■ Aim
Render each line of the listing below as a JSON list of strings, one string per line, and omit any blank lines.

(Recorded data)
━━━

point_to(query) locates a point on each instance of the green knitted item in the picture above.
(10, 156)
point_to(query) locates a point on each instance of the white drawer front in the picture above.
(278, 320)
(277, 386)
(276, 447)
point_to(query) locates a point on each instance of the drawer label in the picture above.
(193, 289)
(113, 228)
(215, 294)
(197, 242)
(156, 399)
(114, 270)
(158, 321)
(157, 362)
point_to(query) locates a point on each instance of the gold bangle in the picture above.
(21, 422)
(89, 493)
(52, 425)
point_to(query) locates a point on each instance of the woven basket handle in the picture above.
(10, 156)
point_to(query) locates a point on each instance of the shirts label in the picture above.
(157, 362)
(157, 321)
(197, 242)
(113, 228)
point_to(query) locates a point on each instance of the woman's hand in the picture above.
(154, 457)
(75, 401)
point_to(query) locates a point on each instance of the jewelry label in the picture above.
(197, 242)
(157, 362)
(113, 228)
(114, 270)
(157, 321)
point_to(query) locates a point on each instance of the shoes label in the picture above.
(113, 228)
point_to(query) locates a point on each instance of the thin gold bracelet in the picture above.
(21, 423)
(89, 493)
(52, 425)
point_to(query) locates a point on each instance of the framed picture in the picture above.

━━━

■ Correct answer
[
  "point_to(query) locates a point on each instance of the green knitted item in the picture above.",
  "(10, 156)",
  "point_to(query) locates a point on each instance of the white drawer front in the picture above.",
  "(278, 320)",
  "(277, 386)",
  "(276, 447)",
  "point_to(query) locates a point on each instance of the drawer label in the picture above.",
  "(193, 289)",
  "(113, 228)",
  "(215, 294)",
  "(197, 242)",
  "(156, 399)",
  "(114, 270)",
  "(158, 321)",
  "(157, 362)",
  "point_to(query) locates a point on each instance of the gold bangle in the picture above.",
  "(21, 422)",
  "(89, 493)",
  "(52, 425)",
  "point_to(query) locates a point on each instance of the woven basket handle in the picture above.",
  "(10, 156)",
  "point_to(query) locates a point on each instance of the shirts label in the picture above.",
  "(157, 362)",
  "(157, 321)",
  "(197, 242)",
  "(113, 228)",
  "point_to(query) locates a point on each instance of the woman's hand in the picture above.",
  "(154, 457)",
  "(75, 401)",
  "point_to(query) locates a point on each instance of the jewelry label in the picture above.",
  "(197, 242)",
  "(157, 362)",
  "(113, 228)",
  "(114, 270)",
  "(157, 321)",
  "point_to(query) locates a point on each instance of the shoes label in the picture above.",
  "(113, 228)",
  "point_to(query) locates a point on each instance of the thin gold bracelet in the picture above.",
  "(21, 423)",
  "(89, 493)",
  "(52, 425)",
  "point_to(query) locates a point on each instance of the framed picture in the picture above."
]